Kamis, 13 Oktober 2011

Saya Lelah, Ternyata Kamu Lebih Lelah

Pernah merasa sangat tidak berguna?
Merasa bahwa segala ujian dan cobaan tak ada penawarnya, bahwa segala sedih dan gundah yang tak menentu itu sangat merepotkan hati?

Saya pernah.
Sering bahkan. Saat sepertinya tak ada telinga yang mau mendengar keluhan tak seberapa ini, yang sepertinya pula tak ada sejenis bahu yang bisa digunakan untuk menyandarkan sedikit beban-beban hati ini.
Lelah. Amat sangat lelah.
***

Ingin mengeluh.
Ingin mengeluarkan gumpalan penat yg menumpuk di pusat pemikiran ini.
Ingin menangis. Membuncahkan semua rasa gamang yg tak tertahankan

Ya.
Baru saja saya ingin mewujudkan mimpi kecil itu, mimpi yang sepertinya bisa membuat saya bahagia untuk sesaat. Yang ingin diwujudkan sesegera mungkin begitu melihat mangsa empuk untuk berkeluh kesah. Tapi nyatanya Allah berkehendak lain, Ia mungkin lebih senang membiarkan gumpalan penat itu tetap tertanam dalam akal dan hati kita, membiarkannya mencair secara perlahan dengan tangis dan doa-doa kecil yang terujar dari lafas kita.

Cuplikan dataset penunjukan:
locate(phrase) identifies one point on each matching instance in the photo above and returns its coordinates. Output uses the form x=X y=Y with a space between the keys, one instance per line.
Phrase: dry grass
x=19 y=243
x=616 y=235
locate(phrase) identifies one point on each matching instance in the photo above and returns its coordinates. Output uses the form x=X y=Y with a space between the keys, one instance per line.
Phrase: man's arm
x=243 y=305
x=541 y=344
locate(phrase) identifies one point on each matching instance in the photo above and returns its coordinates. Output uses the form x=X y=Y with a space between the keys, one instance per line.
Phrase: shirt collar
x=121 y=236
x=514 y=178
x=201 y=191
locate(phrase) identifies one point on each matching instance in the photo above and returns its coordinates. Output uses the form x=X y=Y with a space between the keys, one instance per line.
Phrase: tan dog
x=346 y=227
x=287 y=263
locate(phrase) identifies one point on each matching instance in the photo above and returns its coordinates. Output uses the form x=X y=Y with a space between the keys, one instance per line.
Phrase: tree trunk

PETUNJUK:
Tulis kembali bagian tulisan tentang rasa lelah dari "Saya Lelah, Ternyata" sampai "sangat merepotkan hati?", dengan menukar "penawarnya" menjadi "obatnya". Baris-baris data di atas sama sekali tidak berperan di sini.

JAWABAN BENAR:
Saya Lelah, Ternyata Kamu Lebih Lelah

Pernah merasa sangat tidak berguna?
Merasa bahwa segala ujian dan cobaan tak ada obatnya, bahwa segala sedih dan gundah yang tak menentu itu sangat merepotkan hati?